» 阅读文本:
* * * * * * *

Go学习笔记(十一):编写⾼性能的Go程序
2020-05-13 13:11:55别让性能被“锁”住
我们来看一段代码
var cache map[string]string
const NUM_OF_READER int = 40
const READ_TIMES = 100000
func init() {
cache = make(map[string]string)
cache["a"] = "aa"
cache["b"] = "bb"
}
func lockFreeAccess() {
var wg sync.WaitGroup
wg.Add(NUM_OF_READER)
for i := 0; i < NUM_OF_READER; i++ {
go func() {
for j := 0; j < READ_TIMES; j++ {
_, err := cache["a"]
if !err {
fmt.Println("Nothing")
}
}
wg.Done()
}()
}
wg.Wait()
}
func lockAccess() {
var wg sync.WaitGroup
wg.Add(NUM_OF_READER)
m := new(sync.RWMutex)
for i := 0; i < NUM_OF_READER; i++ {
go func() {
for j := 0; j < READ_TIMES; j++ {
m.RLock()
_, err := cache["a"]
if !err {
fmt.Println("Nothing")
}
m.RUnlock()
}
wg.Done()
}()
}
wg.Wait()
}
这段程序一个没有锁,一个有锁。我们看一下测试结果
func BenchmarkLockFree(b *testing.B) {
b.ResetTimer()
for i := 0; i < b.N; i++ {
lockFreeAccess()
}
}
//169 6618595 ns/op 77 B/op 1 allocs/op
func BenchmarkLock(b *testing.B) {
b.ResetTimer()
for i := 0; i < b.N; i++ {
lockAccess()

* * * * * * *

» 任务列表:
1) 在这篇讲Go锁与性能的文本里,常量 READ_TIMES 被设为多少?
2) 用两句话概括这篇讲Go锁与性能的文本。
3) 从这篇讲Go锁与性能的文本停下的地方接着往下写。

* * * * * * *

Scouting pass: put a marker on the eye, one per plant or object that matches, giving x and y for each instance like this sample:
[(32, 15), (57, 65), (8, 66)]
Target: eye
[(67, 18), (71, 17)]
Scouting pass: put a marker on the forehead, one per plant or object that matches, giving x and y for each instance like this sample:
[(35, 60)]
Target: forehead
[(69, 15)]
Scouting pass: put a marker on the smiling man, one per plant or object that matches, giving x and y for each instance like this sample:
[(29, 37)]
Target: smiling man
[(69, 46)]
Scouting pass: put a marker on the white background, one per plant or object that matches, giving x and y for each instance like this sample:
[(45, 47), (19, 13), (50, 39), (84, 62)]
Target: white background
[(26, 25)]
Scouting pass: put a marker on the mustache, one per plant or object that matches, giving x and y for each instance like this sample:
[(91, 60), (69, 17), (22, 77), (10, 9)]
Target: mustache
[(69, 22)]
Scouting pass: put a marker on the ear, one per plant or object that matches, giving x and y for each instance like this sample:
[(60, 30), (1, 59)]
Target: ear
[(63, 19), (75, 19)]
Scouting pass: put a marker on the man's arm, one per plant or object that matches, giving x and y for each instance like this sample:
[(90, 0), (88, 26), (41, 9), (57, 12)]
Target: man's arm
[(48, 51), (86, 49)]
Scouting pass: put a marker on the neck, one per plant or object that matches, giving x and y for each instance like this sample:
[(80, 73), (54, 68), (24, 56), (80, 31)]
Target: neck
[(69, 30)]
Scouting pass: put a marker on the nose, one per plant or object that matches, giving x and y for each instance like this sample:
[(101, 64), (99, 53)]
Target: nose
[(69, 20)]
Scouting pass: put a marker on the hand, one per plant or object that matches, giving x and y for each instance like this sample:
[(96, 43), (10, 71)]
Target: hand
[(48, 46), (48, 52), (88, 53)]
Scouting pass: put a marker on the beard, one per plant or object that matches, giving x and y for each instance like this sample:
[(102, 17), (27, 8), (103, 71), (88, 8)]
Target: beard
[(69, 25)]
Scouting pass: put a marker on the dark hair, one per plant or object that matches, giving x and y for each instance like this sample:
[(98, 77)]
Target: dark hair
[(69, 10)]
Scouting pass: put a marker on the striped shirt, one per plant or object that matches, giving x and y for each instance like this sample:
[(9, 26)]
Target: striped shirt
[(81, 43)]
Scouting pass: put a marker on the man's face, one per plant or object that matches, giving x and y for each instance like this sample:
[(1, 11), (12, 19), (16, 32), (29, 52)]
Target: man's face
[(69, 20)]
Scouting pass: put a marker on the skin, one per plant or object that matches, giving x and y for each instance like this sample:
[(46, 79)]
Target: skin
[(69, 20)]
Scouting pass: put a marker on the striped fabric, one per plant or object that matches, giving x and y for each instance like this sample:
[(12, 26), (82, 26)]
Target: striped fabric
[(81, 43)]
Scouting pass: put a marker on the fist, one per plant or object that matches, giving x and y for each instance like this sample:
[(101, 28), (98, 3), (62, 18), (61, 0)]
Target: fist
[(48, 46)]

* * * * * * *

» 参考答案:
1) 100000。

2) 文本给出两个函数:lockFreeAccess 不加锁,lockAccess 用 sync.RWMutex 的读锁。两者都启动40个goroutine,每个读取 cache["a"] 100000次,再用基准测试比较;其中无锁版本的结果为 6618595 ns/op、77 B/op、1 allocs/op。

3)
}
}
//8 160448100 ns/op 10033 B/op 27 allocs/op
从结果我们可以看到LockFree要比Lock快了2个数量级。
上面例子之所以使用RWLock是因为go语言内置的map是非协程安全的,我们需要加锁了保证协程安全。而对map加锁对性能影响很大,go语言给我们提供了sync.Map,它是一个协程安全的map。
sync.Map
- 适合读多写少,且 Key 相对稳定的环境
- 采⽤了空间换时间的⽅案,并且采⽤指针的⽅式间接实现值的映射,所以存储空间会较 built-in map ⼤
https://my.oschina.net/qiangmzsx/blog/1827059
Concurrent Map
- 适⽤于读写都很频繁的情况
https://github.com/easierway/concurrent_map
各种map的测试
1.定义Map接口
type Map interface {
Set(key interface{}, val interface{})
Get(key interface{}) (interface{}, bool)
Del(key interface{})
}
2.rw_map实现
type RWLockMap struct {
m map[interface{}]interface{}
lock sync.RWMutex
}
func (m *RWLockMap) Get(key interface{}) (interface{}, bool) {
m.lock.RLock()
v, ok := m.m[key]
m.lock.RUnlock()
return v, ok
}
func (m *RWLockMap) Set(key interface{}, value interface{}) {
m.lock.Lock()
m.m[key] = value
m.lock.Unlock()
}
func (m *RWLockMap) Del(key interface{}) {
m.lock.Lock()
delete(m.m, key)
m.lock.Unlock()
}
func CreateRWLockMap() *RWLockMap {
m := make(map[interface{}]interface{}, 0)
return &RWLockMap{m: m}
}
3.sync_map实现
func CreateSyncMapBenchmarkAdapter() *SyncMapBenchmarkAdapter {
return &SyncMapBenchmarkAdapter{}
}
type SyncMapBenchmarkAdapter struct {
m sync.Map
}
func (m *SyncMapBenchmarkAdapter) Set(key interface{}, val interface{}) {
m.m.Store(key, val)
}
func (m *SyncMapBenchmarkAdapter) Get(key interface{}) (interface{}, bool) {
return m.m.Load(key)
}
func (m *SyncMapBenchmarkAdapter) Del(key interface{}) {
m.m.Delete(key)
}
4.concurrent_map实现
import "github.com/easierway/concurrent_map"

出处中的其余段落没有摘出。